_PARTS OF THE EXERCISE_:
1 > Translate this sentence from the text below on future research for SG-Learn and the UMDA framework into Spanish: "Self-supervised learning techniques should be added to the system because they improve representation learning performance when working with limited data."
2 > Answer these questions using the text below on future research for SG-Learn and the UMDA framework:
(a) What does the performance of SG-Learn depend on?
(b) Through what should the weights in the system receive updates?
(c) In which fields must the UMDA framework show it can solve multiple tasks?

_GIVEN TEXT_:
────────────────────

The method SG-Learn achieves optimal learning rate management between tasks, but its performance depends on user-defined hyperparameters which makes it sensitive to changes in dataset characteristics. Research should focus on developing meta-learning methods for hyperparameter optimization to build systems which can perform automatic learning rate adjustments. The weights in the system should receive updates through graph-based neural message passing to enhance the detection of complex inter-task relationships. The UMDA framework requires further development to reach real-time deployment readiness for edge computing applications that require instant performance.
The UMDA framework must demonstrate its ability to solve multiple tasks in different fields, including bioinformatics, medical imaging, and autonomous systems. Self-supervised learning techniques should be added to the system because they improve representation learning performance when working with limited data. The development of explainable AI systems requires researchers to study methods that provide transparent decision-making processes. Research activities need to create flexible systems which process intricate big data collections by learning in real time while operating in multi-task environments with fast computing capabilities.

────────────────────

_DATA PROVIDED_:
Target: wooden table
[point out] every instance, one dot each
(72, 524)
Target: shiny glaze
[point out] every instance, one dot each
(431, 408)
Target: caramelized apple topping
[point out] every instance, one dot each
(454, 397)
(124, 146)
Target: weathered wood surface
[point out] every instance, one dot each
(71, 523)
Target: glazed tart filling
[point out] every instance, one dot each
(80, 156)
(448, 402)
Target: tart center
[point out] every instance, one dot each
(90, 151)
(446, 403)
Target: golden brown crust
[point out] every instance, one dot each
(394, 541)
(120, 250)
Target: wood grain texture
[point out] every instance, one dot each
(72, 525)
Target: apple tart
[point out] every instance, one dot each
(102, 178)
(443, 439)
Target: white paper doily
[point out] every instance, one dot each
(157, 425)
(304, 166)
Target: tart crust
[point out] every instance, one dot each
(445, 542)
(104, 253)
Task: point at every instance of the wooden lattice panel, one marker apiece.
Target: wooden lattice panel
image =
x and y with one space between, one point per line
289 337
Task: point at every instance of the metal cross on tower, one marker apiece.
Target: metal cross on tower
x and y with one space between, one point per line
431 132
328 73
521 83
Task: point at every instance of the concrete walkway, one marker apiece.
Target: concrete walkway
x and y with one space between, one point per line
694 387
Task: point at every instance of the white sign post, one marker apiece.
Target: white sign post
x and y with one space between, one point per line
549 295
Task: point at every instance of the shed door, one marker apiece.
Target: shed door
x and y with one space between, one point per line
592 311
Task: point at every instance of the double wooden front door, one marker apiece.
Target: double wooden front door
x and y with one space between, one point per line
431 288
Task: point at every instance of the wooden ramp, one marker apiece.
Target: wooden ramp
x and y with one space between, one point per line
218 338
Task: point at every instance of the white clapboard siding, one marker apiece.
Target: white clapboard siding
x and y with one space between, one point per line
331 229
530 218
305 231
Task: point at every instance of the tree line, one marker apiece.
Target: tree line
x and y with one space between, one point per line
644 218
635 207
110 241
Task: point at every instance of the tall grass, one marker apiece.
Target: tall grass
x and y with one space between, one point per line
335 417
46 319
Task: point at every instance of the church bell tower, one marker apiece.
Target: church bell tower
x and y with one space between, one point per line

────────────────────

_SOLVED TASKS_:
1 > Se deberían incorporar al sistema técnicas de aprendizaje autosupervisado, ya que mejoran el rendimiento del aprendizaje de representaciones cuando se trabaja con datos limitados.

2 >
(a) User-defined hyperparameters.
(b) Graph-based neural message passing.
(c) Bioinformatics, medical imaging, and autonomous systems.